- [Data]:

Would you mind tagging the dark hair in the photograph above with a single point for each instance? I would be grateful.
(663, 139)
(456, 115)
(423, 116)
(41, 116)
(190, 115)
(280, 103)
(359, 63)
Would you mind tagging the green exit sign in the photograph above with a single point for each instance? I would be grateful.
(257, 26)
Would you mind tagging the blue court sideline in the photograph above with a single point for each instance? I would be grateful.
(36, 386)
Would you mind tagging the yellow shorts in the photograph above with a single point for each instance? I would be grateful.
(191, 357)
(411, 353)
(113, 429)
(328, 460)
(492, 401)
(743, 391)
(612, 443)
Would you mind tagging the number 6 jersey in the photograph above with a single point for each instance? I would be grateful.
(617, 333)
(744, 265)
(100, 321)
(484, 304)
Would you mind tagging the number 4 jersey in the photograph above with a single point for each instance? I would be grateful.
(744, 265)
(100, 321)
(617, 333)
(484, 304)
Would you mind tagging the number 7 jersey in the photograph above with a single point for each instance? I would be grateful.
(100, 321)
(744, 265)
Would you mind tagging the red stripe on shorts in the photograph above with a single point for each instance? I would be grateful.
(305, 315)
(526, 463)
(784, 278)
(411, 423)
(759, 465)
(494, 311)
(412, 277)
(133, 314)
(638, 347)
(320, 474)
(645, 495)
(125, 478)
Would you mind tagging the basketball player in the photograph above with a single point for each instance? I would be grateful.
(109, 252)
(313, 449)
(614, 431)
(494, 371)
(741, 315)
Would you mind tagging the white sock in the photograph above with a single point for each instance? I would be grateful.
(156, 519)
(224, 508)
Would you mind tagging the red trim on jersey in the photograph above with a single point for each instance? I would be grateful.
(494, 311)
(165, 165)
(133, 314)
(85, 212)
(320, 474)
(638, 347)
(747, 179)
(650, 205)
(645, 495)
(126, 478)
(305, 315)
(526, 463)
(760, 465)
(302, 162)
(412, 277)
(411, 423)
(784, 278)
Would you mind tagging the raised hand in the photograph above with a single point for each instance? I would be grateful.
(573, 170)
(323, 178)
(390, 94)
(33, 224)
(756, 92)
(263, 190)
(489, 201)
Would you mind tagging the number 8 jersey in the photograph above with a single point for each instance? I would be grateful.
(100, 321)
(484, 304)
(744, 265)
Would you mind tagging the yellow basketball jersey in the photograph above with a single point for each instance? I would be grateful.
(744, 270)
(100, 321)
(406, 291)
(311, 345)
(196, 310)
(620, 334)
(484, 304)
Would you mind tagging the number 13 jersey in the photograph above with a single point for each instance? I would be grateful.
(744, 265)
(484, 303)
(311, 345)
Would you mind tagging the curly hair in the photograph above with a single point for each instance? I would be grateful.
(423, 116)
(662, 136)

- [Direction]: Reproduce all of the items above word for word.

- [Output for this exercise]:
Would you mind tagging the dark hair in the photograph above with a single point for each instance? I would be grateful.
(663, 139)
(456, 115)
(423, 116)
(41, 116)
(190, 115)
(280, 103)
(359, 63)
Would you mind tagging the green exit sign in the photograph above with a single point for each instance? I would be grateful.
(257, 26)
Would you mind tagging the blue court sideline in the photograph above with a single point for each instance? I would be grateful.
(36, 386)
Would you mind tagging the yellow shorts in the photograph above with a single point for each instance? I would be grateful.
(191, 357)
(411, 353)
(113, 429)
(328, 460)
(492, 401)
(743, 391)
(612, 443)
Would you mind tagging the number 6 jersey in the photograph above with a single point for each instance? I would be grateful.
(617, 333)
(744, 265)
(100, 321)
(484, 304)
Would you mind tagging the number 4 jersey in the photograph above with a single point for each instance? I would be grateful.
(744, 265)
(100, 321)
(617, 333)
(484, 304)
Would you mind tagging the number 7 jersey in the photograph above with a single point for each instance? I would be grateful.
(100, 321)
(744, 265)
Would you mind tagging the red stripe on shorts in the photograph above with a single point for each instance? I would be grateful.
(305, 315)
(526, 463)
(784, 278)
(411, 423)
(759, 465)
(494, 311)
(412, 277)
(133, 314)
(638, 347)
(320, 474)
(645, 495)
(125, 478)
Would you mind tagging the basketball player in the photograph above with a single point for each instance? I would be grateful.
(109, 252)
(313, 449)
(614, 431)
(494, 371)
(741, 315)
Would you mind tagging the white sock in the photograph above with a single point for each instance? I would be grateful.
(156, 519)
(224, 508)
Would you mind tagging the red trim on jersey in the photograph above with a single point for each instance? I would be grateful.
(494, 311)
(165, 165)
(133, 314)
(85, 212)
(320, 474)
(638, 347)
(747, 179)
(650, 205)
(645, 495)
(126, 478)
(305, 315)
(526, 463)
(760, 465)
(302, 162)
(412, 277)
(411, 423)
(784, 278)
Would you mind tagging the raised hand in the photograph above with a single point for each instance? I would be grateful.
(573, 170)
(323, 178)
(390, 94)
(33, 224)
(756, 92)
(263, 190)
(489, 201)
Would you mind tagging the number 8 jersey in the photograph above with a single point for each instance? I would be grateful.
(100, 321)
(484, 304)
(744, 265)
Would you mind tagging the yellow basketball jersey in the photograph above with a single point for each instance? I would be grateful.
(744, 270)
(100, 321)
(406, 291)
(311, 345)
(196, 310)
(620, 334)
(484, 304)
Would you mind tagging the number 13 jersey in the photograph above with a single point for each instance? I would be grateful.
(744, 265)
(484, 303)
(311, 345)
Would you mind tagging the curly hair in the photograph above with a single point for each instance? I would be grateful.
(423, 116)
(662, 136)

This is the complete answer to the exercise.